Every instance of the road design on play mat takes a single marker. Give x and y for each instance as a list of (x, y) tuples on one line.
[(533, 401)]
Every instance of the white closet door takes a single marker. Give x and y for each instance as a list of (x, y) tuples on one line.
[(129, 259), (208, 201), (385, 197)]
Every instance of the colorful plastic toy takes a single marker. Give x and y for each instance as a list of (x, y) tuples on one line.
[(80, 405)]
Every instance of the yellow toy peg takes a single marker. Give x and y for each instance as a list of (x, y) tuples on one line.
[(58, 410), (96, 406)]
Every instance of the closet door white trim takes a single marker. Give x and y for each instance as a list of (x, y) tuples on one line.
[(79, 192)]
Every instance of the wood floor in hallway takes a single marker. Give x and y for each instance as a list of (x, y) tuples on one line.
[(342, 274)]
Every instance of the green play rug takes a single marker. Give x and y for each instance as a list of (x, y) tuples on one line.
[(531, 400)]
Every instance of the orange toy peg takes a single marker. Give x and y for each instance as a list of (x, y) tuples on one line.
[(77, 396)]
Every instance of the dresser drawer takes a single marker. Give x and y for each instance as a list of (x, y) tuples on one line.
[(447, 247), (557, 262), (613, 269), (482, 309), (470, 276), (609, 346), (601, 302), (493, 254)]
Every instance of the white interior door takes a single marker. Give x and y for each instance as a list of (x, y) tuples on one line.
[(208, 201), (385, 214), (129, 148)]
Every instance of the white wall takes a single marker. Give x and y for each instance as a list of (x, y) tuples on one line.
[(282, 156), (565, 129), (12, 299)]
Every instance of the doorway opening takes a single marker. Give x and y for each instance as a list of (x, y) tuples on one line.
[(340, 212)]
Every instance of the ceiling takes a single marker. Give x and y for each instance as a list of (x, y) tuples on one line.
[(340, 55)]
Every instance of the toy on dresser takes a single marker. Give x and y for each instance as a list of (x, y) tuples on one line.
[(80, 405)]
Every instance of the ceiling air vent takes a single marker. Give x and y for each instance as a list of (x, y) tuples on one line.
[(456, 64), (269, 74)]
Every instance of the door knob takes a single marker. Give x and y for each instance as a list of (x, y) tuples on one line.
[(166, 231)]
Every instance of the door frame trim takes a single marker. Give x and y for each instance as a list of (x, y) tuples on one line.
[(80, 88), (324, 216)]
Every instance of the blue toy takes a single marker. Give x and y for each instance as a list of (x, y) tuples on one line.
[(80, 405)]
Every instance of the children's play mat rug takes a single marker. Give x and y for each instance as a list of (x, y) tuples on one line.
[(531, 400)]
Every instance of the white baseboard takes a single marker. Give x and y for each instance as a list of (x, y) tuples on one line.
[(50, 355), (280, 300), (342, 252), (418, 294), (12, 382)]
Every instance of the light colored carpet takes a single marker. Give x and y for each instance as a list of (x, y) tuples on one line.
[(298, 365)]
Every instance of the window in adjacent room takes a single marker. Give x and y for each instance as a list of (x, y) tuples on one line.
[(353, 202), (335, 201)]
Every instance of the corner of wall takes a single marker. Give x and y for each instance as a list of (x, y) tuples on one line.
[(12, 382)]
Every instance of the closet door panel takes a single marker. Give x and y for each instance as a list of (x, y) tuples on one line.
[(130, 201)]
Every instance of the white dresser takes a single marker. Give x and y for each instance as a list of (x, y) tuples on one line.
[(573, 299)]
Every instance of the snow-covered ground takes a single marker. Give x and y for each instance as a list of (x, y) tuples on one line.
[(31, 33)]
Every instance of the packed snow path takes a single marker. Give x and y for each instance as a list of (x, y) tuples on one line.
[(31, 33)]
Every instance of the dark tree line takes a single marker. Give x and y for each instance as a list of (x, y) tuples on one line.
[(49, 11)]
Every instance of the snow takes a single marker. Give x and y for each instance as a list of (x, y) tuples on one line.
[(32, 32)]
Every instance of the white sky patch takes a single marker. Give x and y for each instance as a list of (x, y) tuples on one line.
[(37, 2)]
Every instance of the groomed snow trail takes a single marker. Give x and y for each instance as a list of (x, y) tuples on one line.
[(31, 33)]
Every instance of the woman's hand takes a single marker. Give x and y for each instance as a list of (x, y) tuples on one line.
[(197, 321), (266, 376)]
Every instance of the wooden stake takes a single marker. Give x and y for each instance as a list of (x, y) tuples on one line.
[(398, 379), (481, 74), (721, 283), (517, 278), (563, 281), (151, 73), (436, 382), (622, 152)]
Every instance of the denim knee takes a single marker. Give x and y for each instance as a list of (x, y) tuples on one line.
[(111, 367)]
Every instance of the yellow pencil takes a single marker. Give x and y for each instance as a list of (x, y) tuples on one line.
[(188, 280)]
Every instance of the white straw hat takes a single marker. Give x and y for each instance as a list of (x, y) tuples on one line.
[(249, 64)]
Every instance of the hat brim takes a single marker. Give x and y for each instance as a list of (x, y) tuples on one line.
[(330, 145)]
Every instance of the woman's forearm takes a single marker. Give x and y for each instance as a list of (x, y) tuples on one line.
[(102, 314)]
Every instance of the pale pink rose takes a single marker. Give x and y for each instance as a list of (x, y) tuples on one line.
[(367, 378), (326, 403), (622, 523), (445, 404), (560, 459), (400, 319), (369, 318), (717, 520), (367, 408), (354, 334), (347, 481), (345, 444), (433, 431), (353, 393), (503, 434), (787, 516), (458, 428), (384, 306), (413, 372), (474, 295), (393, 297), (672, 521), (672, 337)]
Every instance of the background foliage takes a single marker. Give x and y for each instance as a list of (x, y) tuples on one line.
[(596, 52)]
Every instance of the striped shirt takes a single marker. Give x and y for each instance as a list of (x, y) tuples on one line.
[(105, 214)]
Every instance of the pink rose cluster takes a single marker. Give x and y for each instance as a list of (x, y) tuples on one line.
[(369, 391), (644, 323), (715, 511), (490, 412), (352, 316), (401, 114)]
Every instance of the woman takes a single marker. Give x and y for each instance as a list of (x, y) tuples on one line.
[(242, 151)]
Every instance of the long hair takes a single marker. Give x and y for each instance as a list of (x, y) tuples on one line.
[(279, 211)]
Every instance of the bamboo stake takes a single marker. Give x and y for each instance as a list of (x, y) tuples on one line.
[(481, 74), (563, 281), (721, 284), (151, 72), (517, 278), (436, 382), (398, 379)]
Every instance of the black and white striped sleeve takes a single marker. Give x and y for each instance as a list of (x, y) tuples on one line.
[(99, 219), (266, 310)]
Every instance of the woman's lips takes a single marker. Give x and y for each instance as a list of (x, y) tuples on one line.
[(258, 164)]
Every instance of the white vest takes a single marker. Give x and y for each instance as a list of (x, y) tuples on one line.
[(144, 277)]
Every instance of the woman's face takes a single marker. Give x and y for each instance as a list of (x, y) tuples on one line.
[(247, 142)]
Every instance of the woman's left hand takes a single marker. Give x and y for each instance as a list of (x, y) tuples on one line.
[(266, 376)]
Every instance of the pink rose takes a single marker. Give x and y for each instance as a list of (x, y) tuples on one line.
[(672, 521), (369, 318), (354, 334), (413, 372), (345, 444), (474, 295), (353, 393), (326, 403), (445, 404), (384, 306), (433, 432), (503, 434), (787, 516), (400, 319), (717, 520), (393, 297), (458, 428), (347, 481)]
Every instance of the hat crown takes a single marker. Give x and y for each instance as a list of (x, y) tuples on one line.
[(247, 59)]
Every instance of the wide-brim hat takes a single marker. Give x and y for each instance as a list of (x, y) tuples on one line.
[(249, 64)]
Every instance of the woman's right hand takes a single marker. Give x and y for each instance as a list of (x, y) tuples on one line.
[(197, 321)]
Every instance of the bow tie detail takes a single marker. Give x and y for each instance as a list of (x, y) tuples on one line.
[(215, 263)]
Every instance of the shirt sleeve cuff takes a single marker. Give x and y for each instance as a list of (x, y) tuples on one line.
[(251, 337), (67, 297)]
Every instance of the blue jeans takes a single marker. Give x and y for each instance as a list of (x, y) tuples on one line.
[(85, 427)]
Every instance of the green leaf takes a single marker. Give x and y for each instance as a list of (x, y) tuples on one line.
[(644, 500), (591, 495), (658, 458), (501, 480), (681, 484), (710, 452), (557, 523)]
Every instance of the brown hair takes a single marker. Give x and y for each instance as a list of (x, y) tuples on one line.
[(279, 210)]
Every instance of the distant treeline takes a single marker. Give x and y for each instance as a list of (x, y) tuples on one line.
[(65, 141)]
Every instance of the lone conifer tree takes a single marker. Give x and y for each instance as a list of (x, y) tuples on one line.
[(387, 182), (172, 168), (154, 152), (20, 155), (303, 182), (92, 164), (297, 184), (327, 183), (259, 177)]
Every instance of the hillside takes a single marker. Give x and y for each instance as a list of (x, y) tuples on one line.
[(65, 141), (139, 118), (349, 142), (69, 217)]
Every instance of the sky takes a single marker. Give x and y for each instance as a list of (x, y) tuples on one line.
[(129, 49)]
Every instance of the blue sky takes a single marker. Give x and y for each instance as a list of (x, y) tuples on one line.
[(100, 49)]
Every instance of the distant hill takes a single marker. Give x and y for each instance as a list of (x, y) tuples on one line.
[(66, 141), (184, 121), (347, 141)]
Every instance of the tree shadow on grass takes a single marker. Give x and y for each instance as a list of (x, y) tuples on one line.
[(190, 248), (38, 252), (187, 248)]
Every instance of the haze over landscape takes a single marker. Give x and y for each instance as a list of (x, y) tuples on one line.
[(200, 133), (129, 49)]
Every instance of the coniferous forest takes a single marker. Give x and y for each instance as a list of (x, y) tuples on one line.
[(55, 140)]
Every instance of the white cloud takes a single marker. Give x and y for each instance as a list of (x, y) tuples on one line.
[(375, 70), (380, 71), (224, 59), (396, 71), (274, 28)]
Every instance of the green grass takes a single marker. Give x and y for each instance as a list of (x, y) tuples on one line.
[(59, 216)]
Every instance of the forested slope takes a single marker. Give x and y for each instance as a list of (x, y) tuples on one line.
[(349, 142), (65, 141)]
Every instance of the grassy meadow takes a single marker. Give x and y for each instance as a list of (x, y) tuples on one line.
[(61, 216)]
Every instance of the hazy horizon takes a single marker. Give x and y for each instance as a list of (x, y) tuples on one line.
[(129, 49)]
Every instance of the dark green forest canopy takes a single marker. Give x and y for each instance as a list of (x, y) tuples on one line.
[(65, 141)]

* Problem statement
Please reproduce the rows starting at the one that contains "Every instance of the toy" and ending at the one that contains "[(298, 365)]", requests included, with each x and y coordinate in the answers scaled by 0.6 and rounded to the nearest whole number, halves rounding up. Return only those rows.

* Answer to this task
Every instance of the toy on dresser takes a single marker. Give x and y for each instance as a list of (x, y) tuples on one line.
[(48, 243)]
Every instance of the ceiling air vent takes a single marker. Give x and y for each instance as a list of (x, y) tuples on one line.
[(274, 38), (161, 44)]
Every instance of the door knob takes a single marker. Give x and y for each instance as a list of (x, y) tuples on one line.
[(100, 139)]
Every instance of the door frame trim takes a single marker. Give x and y for each instance as a list of (x, y) tuples on one line.
[(48, 53), (194, 130)]
Every instance of the blue toy takes a single marker. Give x and y for each instance as a list of (x, y) tuples on one line.
[(48, 243)]
Every instance of the children's play mat rug takes a single marker. Give x and y for each instance as a list of (x, y) tuples on one line.
[(319, 240)]
Every instance of the white baseboard takes a single marker. Give x and y for each instance as a list of (x, y) tuples on one line.
[(30, 213), (168, 180), (205, 151), (251, 176), (7, 229)]
Every instance of the light colored carpet takes a single marker. Give x and y for each instance as a list of (x, y) tuples on one line.
[(179, 219)]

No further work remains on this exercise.